### Material provided
——————————
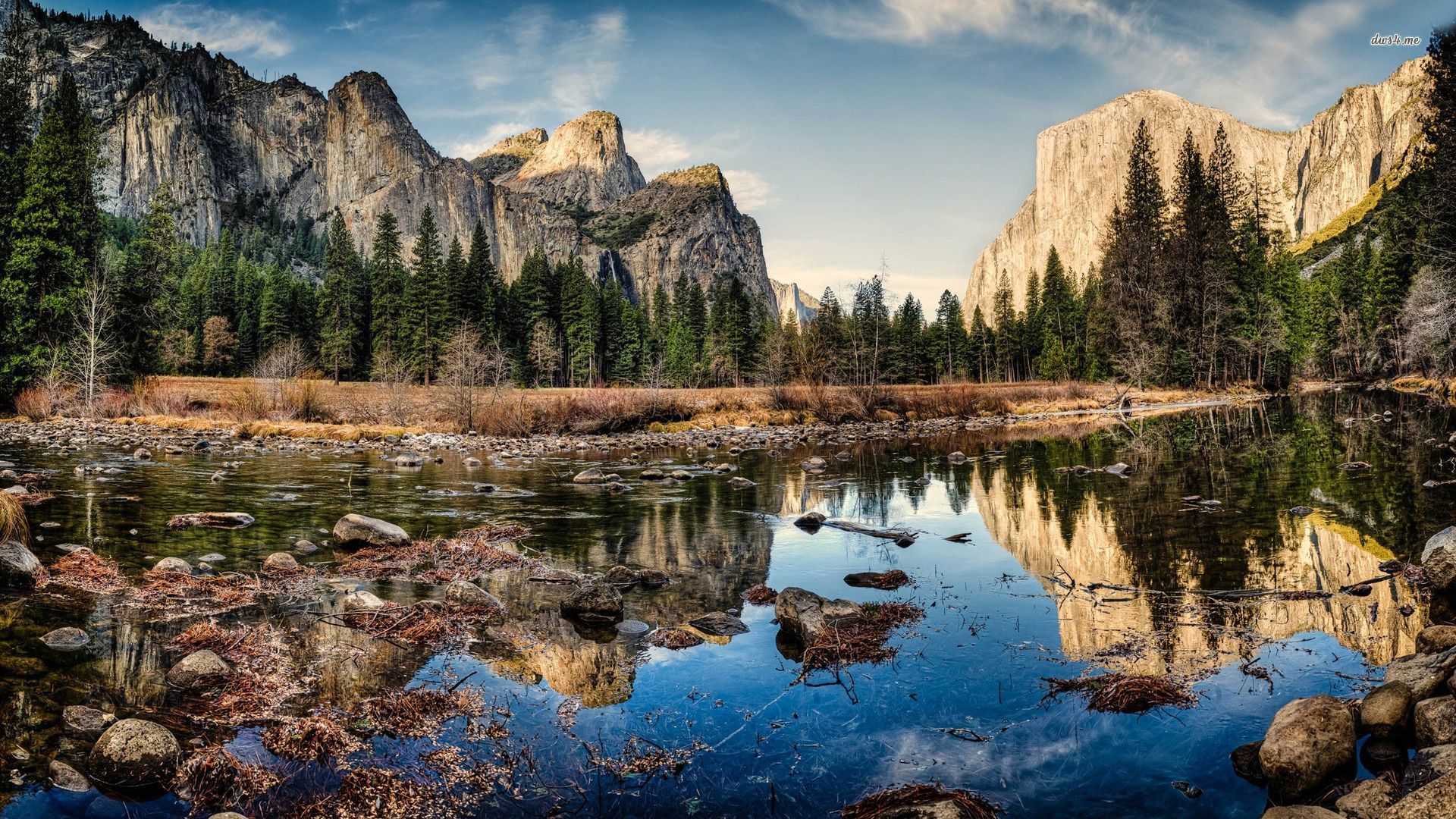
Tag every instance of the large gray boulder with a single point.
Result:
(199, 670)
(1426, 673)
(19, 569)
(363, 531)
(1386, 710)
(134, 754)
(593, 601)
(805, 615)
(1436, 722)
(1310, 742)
——————————
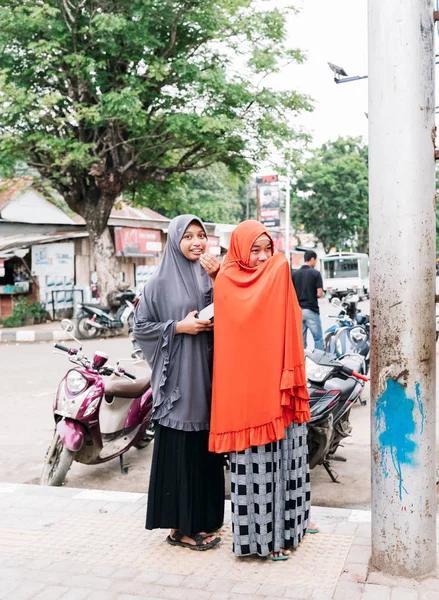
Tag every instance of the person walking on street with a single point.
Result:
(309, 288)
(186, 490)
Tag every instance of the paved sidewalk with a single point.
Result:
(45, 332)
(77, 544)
——————————
Search the lines above for the string "point" and copy each line that has it.

### Answer box
Tag every instance of the large gray boulder with a single point.
Tag every instance of the person walking on street with a single point.
Tag every instance of the paved sidewalk with a single point.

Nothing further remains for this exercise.